◆ **WHAT TO PRODUCE**:
Please update these lines by replacing every "Query" with "Target" and leaving everything else unchanged.

(Data pulled from a collection)
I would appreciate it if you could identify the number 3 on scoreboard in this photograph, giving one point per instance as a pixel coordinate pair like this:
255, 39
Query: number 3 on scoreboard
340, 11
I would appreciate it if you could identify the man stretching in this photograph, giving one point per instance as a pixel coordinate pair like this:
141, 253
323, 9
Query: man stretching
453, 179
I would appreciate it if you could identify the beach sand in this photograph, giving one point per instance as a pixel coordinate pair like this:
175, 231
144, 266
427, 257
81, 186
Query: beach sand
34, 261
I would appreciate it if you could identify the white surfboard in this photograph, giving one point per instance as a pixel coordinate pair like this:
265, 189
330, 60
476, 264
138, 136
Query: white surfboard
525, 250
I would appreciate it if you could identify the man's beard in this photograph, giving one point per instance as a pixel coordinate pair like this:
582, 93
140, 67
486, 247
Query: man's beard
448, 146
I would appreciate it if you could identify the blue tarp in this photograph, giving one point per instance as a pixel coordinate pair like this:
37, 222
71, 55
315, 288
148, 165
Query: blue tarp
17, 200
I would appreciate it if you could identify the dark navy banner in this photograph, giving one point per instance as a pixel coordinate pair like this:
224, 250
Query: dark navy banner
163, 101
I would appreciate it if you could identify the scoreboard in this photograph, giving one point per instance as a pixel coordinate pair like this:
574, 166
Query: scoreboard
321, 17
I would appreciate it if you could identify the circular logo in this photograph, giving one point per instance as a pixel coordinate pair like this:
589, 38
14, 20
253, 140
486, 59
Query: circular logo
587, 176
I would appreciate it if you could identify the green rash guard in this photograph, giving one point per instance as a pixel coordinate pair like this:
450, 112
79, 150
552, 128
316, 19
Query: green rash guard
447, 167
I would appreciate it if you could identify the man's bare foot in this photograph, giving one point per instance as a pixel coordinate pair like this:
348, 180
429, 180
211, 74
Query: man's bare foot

◆ **THE SOLUTION**:
I would appreciate it if you could identify the number 3 on scoreboard in this photograph, giving one point per instance as a pixel coordinate pair like this:
255, 39
Target: number 3 on scoreboard
340, 11
I would appreciate it if you could identify the man stretching in this photograph, giving one point per instance as a pixel coordinate pair like this:
141, 253
323, 9
Target: man stretching
453, 179
I would appreciate it if you could identify the beach sand in this photograph, giving one point per instance as a pixel coordinate pair like this:
175, 231
144, 266
427, 257
81, 186
Target: beach sand
34, 261
I would appreciate it if you could identify the white surfboard in this photograph, giving one point per instance as a pixel coordinate pair like this:
265, 189
330, 60
476, 264
138, 136
Target: white surfboard
525, 250
I would appreciate it if you could identify the man's beard in this photograph, giving one point per instance as a pixel coordinate pair like this:
582, 93
140, 67
486, 247
Target: man's beard
448, 146
I would appreciate it if you could identify the blue tarp in this photograph, giving one point per instance as a pixel coordinate pair like this:
37, 222
71, 55
315, 288
148, 165
Target: blue tarp
17, 200
I would appreciate it if you could identify the dark navy banner in this photograph, giving one point per instance as a pixel coordinate pair like this:
224, 250
Target: dark navy banner
163, 101
I would appreciate it if you could identify the scoreboard in this photograph, giving one point per instance as a pixel coordinate pair like this:
574, 166
Target: scoreboard
321, 17
I would appreciate it if you could identify the circular logo in this photograph, giving one point per instance as a pixel coordinate pair like this:
589, 38
14, 20
253, 140
486, 59
Target: circular logo
587, 176
I would appreciate it if you could identify the green rash guard in this photograph, giving one point per instance as a pixel coordinate pair like this:
450, 112
79, 150
552, 128
316, 19
Target: green rash guard
447, 167
I would appreciate it if you could identify the man's bare foot in this photograph, giving one point per instance as a pixel coordinate pair like this:
348, 180
429, 180
211, 74
Target: man's bare foot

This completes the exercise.